Count the lines in the material below that contain the word "speckled", with uppercase and lowercase letters treated as different. Reply with the number alone.
►
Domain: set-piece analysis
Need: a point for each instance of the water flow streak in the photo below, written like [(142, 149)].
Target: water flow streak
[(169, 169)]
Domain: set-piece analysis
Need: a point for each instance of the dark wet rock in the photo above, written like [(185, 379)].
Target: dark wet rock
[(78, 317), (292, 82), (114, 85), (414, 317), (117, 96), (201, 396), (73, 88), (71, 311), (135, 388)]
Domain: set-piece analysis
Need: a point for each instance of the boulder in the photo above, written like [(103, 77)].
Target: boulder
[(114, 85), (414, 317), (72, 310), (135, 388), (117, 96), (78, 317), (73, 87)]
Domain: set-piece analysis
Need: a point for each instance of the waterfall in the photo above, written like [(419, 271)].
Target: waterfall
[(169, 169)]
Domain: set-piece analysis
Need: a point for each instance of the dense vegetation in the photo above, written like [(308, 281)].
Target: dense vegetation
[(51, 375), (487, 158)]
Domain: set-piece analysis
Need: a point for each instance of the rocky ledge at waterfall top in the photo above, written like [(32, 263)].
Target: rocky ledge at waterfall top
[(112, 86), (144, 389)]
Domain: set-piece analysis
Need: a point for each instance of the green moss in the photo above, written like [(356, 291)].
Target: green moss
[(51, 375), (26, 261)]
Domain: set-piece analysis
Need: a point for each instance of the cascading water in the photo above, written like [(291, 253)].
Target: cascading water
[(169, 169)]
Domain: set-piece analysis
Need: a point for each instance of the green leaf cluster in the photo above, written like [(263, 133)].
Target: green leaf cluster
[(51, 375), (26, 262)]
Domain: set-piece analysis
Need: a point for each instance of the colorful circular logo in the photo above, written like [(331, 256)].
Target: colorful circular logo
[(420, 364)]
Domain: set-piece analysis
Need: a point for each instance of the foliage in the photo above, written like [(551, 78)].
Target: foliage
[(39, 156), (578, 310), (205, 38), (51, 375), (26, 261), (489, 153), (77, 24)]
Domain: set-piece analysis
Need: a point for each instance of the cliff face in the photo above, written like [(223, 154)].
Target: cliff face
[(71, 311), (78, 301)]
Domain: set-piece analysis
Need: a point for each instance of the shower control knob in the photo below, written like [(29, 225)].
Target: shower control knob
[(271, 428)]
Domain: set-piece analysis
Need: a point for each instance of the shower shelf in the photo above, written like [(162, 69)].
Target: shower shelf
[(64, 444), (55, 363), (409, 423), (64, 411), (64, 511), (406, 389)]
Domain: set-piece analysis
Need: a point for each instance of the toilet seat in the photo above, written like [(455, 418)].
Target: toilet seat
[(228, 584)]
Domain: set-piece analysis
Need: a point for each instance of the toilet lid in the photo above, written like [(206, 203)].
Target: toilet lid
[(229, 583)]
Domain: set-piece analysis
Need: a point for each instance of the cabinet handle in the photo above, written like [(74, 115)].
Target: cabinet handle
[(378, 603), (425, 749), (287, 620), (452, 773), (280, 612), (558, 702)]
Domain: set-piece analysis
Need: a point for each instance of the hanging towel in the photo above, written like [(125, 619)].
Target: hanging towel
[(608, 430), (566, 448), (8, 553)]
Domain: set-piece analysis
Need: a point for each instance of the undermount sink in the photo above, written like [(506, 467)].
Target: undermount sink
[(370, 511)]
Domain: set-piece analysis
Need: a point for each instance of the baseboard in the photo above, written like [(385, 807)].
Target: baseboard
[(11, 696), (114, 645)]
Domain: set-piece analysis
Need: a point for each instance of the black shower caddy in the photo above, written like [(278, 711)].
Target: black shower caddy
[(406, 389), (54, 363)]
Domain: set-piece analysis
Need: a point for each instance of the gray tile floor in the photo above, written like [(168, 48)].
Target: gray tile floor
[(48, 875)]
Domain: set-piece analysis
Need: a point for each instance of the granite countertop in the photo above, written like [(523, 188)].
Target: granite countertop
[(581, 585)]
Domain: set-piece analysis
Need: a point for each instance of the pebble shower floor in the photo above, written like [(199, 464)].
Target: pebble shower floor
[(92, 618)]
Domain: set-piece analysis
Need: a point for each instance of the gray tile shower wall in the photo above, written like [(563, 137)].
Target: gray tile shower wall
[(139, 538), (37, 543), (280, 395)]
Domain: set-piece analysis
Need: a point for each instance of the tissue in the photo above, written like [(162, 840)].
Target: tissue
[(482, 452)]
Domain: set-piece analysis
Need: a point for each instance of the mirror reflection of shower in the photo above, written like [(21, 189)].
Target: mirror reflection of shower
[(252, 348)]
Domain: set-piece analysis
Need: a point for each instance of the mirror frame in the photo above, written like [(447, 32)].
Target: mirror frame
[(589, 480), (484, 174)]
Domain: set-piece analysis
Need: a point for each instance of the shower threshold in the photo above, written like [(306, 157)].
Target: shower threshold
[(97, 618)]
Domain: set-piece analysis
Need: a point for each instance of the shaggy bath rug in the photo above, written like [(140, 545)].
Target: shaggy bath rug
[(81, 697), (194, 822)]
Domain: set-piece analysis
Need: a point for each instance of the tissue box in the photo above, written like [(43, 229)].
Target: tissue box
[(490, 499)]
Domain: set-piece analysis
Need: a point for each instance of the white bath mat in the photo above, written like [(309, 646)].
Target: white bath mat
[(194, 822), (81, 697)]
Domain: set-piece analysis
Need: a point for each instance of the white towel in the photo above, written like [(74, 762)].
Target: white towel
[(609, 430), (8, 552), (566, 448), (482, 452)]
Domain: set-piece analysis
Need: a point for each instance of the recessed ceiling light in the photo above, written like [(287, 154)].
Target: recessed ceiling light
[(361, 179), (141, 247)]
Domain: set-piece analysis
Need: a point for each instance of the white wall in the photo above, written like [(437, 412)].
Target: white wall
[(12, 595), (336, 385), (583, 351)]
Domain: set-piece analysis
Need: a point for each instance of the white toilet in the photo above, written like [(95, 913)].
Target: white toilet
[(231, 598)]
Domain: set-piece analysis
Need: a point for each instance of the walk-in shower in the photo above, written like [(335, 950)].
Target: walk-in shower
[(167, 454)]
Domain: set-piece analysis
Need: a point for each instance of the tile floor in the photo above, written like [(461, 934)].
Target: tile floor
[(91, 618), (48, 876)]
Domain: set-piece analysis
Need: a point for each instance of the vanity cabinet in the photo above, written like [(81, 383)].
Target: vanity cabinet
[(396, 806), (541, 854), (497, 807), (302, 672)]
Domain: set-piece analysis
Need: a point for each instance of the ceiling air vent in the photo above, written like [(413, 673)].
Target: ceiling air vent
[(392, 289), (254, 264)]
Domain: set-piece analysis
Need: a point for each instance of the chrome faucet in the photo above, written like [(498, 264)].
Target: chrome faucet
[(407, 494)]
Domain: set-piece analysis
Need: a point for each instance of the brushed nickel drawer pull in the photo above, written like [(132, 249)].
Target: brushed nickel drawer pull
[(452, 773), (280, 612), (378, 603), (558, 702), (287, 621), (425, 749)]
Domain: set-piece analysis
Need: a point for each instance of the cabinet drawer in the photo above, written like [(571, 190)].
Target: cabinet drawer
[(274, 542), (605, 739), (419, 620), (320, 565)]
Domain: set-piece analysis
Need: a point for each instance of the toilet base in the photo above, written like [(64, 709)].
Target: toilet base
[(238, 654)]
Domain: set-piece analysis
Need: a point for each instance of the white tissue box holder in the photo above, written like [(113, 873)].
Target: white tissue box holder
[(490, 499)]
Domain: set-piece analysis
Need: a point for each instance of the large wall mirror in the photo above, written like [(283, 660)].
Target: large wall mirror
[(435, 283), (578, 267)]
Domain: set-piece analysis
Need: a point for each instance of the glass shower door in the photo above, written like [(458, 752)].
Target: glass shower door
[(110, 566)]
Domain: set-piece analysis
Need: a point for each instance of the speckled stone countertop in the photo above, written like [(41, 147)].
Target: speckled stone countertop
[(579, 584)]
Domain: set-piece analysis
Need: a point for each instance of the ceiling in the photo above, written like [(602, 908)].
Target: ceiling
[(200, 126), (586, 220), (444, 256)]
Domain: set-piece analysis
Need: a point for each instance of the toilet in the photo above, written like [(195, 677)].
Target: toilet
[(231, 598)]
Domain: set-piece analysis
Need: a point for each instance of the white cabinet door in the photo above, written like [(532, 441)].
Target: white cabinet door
◄
◆ Reply
2